[[ Record extracts open ]]
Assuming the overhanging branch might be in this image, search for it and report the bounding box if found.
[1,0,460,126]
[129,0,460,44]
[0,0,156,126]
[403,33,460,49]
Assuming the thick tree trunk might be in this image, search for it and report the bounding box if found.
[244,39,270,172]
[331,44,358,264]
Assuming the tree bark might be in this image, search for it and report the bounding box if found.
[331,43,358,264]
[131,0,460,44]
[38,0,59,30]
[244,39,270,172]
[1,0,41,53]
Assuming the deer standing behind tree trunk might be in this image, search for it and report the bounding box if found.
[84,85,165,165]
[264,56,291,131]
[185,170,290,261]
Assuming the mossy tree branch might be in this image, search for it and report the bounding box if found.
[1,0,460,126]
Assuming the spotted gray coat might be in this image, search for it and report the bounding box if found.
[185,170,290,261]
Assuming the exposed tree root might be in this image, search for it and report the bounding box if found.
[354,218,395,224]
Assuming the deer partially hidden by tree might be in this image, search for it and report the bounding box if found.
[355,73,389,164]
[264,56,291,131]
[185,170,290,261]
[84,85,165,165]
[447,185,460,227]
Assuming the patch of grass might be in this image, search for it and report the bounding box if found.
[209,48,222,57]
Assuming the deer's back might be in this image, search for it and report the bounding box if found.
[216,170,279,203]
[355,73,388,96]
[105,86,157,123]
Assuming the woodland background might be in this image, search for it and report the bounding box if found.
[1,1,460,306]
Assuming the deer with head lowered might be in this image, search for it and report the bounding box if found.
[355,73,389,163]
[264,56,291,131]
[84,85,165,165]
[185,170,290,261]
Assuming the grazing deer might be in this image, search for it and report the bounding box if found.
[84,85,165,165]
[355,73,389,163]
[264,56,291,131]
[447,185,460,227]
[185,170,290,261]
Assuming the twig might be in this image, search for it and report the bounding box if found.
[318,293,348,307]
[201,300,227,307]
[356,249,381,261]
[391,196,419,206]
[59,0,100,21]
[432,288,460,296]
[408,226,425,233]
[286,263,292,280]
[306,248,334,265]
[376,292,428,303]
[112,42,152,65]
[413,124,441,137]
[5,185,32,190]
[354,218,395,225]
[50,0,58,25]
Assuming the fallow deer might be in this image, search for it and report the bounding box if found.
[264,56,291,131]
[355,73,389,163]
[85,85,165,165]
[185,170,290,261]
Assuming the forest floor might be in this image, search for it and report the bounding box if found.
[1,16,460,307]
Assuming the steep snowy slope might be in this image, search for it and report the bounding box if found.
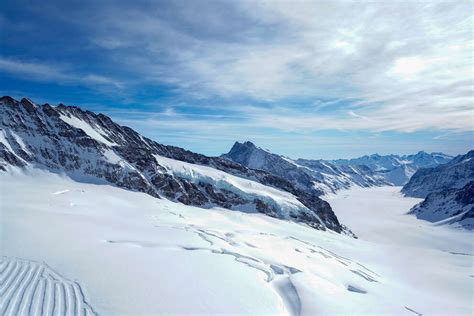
[0,96,346,233]
[402,150,474,198]
[401,150,474,228]
[223,141,388,195]
[1,171,472,315]
[409,181,473,229]
[332,151,452,185]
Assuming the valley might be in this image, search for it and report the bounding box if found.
[1,170,472,315]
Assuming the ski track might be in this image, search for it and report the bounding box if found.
[0,257,96,316]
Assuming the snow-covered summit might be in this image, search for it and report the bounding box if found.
[0,96,349,234]
[332,151,452,185]
[223,141,388,195]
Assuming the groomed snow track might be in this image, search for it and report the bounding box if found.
[0,257,96,316]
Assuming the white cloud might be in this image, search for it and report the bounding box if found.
[0,57,123,89]
[390,57,430,77]
[107,0,471,132]
[2,0,473,133]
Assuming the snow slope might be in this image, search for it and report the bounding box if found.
[409,181,474,229]
[401,150,474,228]
[325,187,473,315]
[1,170,472,315]
[153,154,311,219]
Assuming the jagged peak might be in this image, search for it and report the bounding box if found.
[235,141,257,148]
[0,96,347,234]
[0,96,16,104]
[413,150,429,156]
[20,97,36,108]
[228,141,257,153]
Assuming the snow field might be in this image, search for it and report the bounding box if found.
[1,170,472,315]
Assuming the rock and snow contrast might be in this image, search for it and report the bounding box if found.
[1,96,472,315]
[409,181,473,229]
[402,150,474,198]
[332,151,452,186]
[0,170,473,315]
[223,141,388,195]
[1,170,473,315]
[0,96,346,234]
[402,150,474,228]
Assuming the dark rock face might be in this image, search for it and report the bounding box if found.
[222,141,388,195]
[402,150,474,198]
[0,96,351,235]
[409,181,474,229]
[455,181,474,205]
[404,151,474,229]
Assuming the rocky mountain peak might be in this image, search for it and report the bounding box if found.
[0,96,352,236]
[402,150,474,198]
[224,140,389,195]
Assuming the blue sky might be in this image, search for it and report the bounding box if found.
[1,0,472,159]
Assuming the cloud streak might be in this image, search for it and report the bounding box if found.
[0,57,123,89]
[0,0,473,153]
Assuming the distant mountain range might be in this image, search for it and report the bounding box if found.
[332,151,452,185]
[222,141,388,195]
[0,96,349,235]
[402,150,474,228]
[402,150,473,198]
[222,141,453,195]
[2,96,468,232]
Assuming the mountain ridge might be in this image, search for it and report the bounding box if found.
[331,150,452,185]
[0,96,350,235]
[222,141,452,195]
[402,150,474,228]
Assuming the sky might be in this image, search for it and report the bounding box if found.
[1,0,473,159]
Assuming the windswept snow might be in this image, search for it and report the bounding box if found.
[1,171,472,315]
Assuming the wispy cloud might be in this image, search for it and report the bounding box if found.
[0,57,123,89]
[1,0,473,157]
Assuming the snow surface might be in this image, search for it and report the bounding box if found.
[59,113,116,146]
[1,171,472,315]
[0,130,14,153]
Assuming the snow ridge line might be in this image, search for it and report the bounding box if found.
[0,257,97,316]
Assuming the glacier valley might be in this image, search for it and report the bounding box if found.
[1,170,472,315]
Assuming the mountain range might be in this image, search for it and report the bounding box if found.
[223,141,388,195]
[2,96,470,233]
[0,96,348,234]
[332,151,452,185]
[223,141,453,195]
[402,150,474,228]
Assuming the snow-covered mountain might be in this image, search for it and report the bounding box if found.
[402,150,474,198]
[332,151,452,185]
[409,181,473,229]
[223,141,389,195]
[0,96,349,234]
[402,150,474,228]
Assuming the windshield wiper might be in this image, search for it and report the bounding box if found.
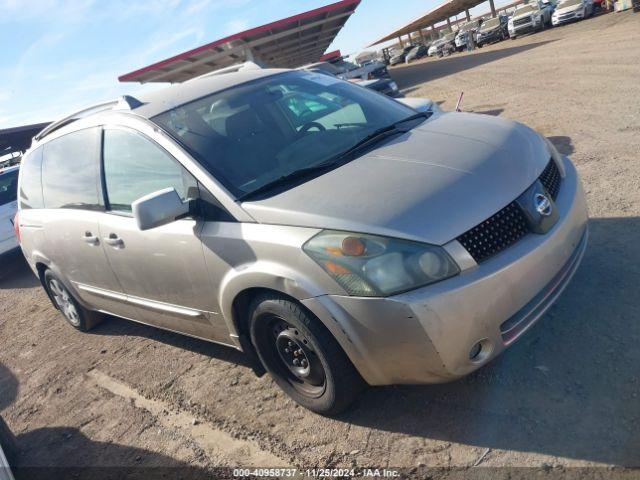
[239,112,428,201]
[330,112,429,162]
[238,162,340,201]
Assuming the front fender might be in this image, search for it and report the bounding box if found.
[217,260,333,337]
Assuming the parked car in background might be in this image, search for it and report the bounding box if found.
[476,15,509,46]
[435,33,457,57]
[0,165,20,258]
[335,59,390,81]
[356,77,403,97]
[427,39,442,57]
[389,46,415,65]
[455,19,483,51]
[302,60,389,81]
[552,0,593,25]
[17,67,587,415]
[299,66,401,98]
[405,44,429,62]
[508,0,554,38]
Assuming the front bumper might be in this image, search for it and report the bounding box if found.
[510,18,539,35]
[552,11,582,25]
[303,156,588,385]
[477,29,503,44]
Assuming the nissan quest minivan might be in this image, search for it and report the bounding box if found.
[17,69,588,414]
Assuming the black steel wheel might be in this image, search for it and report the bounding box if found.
[249,294,364,415]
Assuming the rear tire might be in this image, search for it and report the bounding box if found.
[44,270,103,332]
[249,294,365,415]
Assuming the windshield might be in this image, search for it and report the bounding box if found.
[444,33,456,41]
[558,0,581,7]
[0,170,18,206]
[481,17,501,29]
[152,71,417,199]
[514,4,537,14]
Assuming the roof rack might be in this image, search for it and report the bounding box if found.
[186,61,263,83]
[34,95,144,142]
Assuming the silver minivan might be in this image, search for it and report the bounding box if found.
[17,69,588,414]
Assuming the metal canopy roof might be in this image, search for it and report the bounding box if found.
[119,0,360,84]
[368,0,491,47]
[0,122,50,155]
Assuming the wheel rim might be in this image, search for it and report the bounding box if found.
[49,279,80,326]
[266,317,326,398]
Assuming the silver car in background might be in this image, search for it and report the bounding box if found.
[17,69,588,414]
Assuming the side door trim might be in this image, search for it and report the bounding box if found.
[75,282,217,321]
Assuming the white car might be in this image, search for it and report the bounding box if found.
[455,19,483,50]
[552,0,593,25]
[508,1,553,39]
[0,165,19,257]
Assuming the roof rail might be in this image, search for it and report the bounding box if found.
[34,95,144,142]
[186,61,263,82]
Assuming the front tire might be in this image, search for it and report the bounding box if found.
[249,294,364,415]
[44,270,102,332]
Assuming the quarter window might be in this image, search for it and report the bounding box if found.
[[ Record extracts closed ]]
▸ Goal of the exercise: Write out exactly the lines of the entries above that run from the line containing "Assuming the front tire" through the last line, including both.

▸ Problem solution:
Assuming the front tire might be in this image, search for it and report the bounding box if found.
[249,294,364,415]
[44,270,102,332]
Assuming the quarter window might be in this image, search for it and report the bounding box if found.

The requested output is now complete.